Records supplied: Begin

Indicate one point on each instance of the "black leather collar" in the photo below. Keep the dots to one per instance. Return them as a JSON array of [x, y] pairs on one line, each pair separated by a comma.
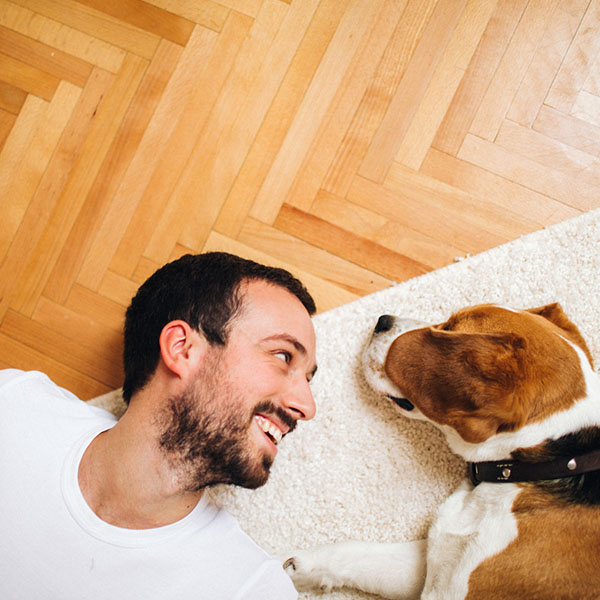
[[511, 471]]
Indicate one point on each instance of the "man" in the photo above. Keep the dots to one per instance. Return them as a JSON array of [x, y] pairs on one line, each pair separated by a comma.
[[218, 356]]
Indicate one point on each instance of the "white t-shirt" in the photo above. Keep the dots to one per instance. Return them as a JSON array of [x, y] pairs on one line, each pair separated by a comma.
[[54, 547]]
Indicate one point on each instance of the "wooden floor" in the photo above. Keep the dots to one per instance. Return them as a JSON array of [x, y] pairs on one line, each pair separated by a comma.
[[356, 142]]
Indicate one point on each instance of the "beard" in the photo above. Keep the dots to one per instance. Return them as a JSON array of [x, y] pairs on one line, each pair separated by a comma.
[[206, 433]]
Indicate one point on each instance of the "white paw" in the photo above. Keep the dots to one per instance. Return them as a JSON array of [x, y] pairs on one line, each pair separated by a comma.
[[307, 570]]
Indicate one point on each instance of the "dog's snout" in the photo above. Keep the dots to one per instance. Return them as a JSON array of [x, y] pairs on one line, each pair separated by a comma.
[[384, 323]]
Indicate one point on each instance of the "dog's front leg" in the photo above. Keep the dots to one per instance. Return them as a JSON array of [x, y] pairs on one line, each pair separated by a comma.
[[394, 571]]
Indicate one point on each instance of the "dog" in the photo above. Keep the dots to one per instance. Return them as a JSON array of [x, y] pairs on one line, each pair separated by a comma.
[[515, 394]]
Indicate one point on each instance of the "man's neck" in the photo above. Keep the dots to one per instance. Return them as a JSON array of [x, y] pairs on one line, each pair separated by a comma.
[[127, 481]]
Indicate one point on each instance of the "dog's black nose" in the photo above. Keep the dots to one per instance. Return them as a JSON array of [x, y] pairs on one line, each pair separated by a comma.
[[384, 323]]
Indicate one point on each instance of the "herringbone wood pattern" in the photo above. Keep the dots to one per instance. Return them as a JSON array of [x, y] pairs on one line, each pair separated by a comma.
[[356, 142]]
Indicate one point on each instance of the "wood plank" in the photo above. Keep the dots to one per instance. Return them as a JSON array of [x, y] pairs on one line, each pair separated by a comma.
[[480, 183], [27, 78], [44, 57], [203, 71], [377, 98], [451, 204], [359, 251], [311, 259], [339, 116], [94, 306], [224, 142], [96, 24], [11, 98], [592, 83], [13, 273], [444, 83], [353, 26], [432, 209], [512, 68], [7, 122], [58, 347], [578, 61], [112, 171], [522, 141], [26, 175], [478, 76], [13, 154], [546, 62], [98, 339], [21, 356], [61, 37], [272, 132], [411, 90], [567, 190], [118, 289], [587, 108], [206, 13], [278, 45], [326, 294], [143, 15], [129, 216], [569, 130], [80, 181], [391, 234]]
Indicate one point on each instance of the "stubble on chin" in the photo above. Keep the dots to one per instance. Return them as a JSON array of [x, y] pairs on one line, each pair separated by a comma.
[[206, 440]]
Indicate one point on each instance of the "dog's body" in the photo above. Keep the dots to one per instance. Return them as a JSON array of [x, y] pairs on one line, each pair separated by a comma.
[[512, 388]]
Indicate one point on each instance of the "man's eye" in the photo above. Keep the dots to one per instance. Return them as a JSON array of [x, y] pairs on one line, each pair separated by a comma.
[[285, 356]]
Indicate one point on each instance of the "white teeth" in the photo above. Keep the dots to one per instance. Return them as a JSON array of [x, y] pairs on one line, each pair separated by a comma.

Records supplied: End

> [Task instructions]
The listing should be transcribed exactly. No picture is to appear in the transcription.

> [Solved problem]
Indicate one point on each instance of the "black leather collar" in the photo below. Keep the dots to one per instance. Return them as a JSON array of [x, y] pairs on one line, each pair separated by a comma.
[[511, 471]]
Indicate one point on each instance of the "man" in the photo above. Keep the dots to one per instance. Return them as a JSON array of [x, y] pairs on one line, each pair separated by a comma.
[[218, 356]]
Indicate one point on each instance of the "white t-shirt" in the photo above. Keep the dots to one per instance. Return them as a JSON array of [x, y] pairs on one line, each pair separated by a comma.
[[54, 547]]
Indicate one point on each instance of the "wooden floor" in the photo above. Keep the dots to one per instance. Return them as a JSON array of [x, y] pairs on one line, each pair separated by a comma.
[[356, 142]]
Indicate one point on each instance of the "beard" in the photo above. Keep the dots to one per instance. Return them as a JSON array of [x, y] pairs on one line, each pair separated by a comma.
[[206, 433]]
Indicate one point on each instance of the "white paw" in the photo above. Keep the dots to one per instance. Return them as a JSON array of [x, y] pairs on one line, each pair separated by a comma.
[[307, 570]]
Indicate one point on each instance of the "dog's snout" in the photo above. Keep the dots to one per instance. Return them as a JSON array of [x, y] pairs on one line, each pair separated by a comma.
[[384, 323]]
Indicate one point on each instance of the "dog's front leg" in the photo above. Keep the dots to one per instance. Return them as a JSON array of [x, y] pairs on one line, each pair separated by a comma.
[[394, 571]]
Indicate one point on each instance of the "dog" in the photo above. Keep the dots to one per instance. Return them as a JSON array of [x, y] pairs on one line, each pair separated by a comma.
[[515, 394]]
Indicate one point on each instance of the "man's neck" in the photo above. Keep the dots to one per instance. Return them as a JSON array of [x, y] pairs on one line, each pair separated by a comma.
[[127, 481]]
Indicate one point on each instance of the "dog's black nose" in the photo above. Keep the dots to one per instance. Return them as a JSON array of [x, y] pairs on one line, each pair separated by a comma.
[[384, 323]]
Indicate one point on each instance of the "herringbone wood pattern" in the photo above. Keep the dots to one per instance. Return them as a JSON array of [x, y] pairs on one line, each pair separated by a comma.
[[356, 142]]
Indicate one point on each instance of the "wood plank" in the photo above. Keep the dots to one per instance. Return them as a JSON array of [x, y] pairs on one line, each pair separated by a comma.
[[480, 183], [27, 78], [44, 57], [203, 71], [377, 98], [451, 204], [359, 251], [311, 259], [339, 116], [94, 306], [224, 142], [96, 24], [11, 98], [592, 83], [13, 273], [444, 83], [353, 26], [432, 209], [512, 68], [7, 122], [58, 347], [578, 61], [112, 171], [522, 141], [26, 175], [478, 76], [13, 154], [546, 62], [98, 339], [21, 356], [61, 37], [272, 132], [411, 90], [567, 190], [118, 289], [587, 108], [206, 13], [278, 45], [326, 294], [143, 15], [129, 216], [569, 130], [80, 181], [391, 234]]
Indicate one point on each instance of the "stubble on chin" in the photo above. Keep the dots to one per instance. Return them as a JSON array of [x, y] pairs on one line, each pair separated by a comma.
[[206, 440]]
Indicate one point on each instance of the "dog's body" in the photo above. Keep the dots to one per instance. Return them as a JSON array of [x, y] pairs on one line, each pair separated by a comma.
[[512, 388]]
Indicate one point on each instance of the "man's eye" in the photo above. Keep the dots to one per instance. Return them as a JSON array of [x, y] pairs on one line, each pair separated by a comma.
[[285, 356]]
Indicate one point on each instance of the "white teeth" in the photo above. Keep the dots to one per instance. Return them as a JSON array of [x, y] pairs on one line, each pair separated by a comma.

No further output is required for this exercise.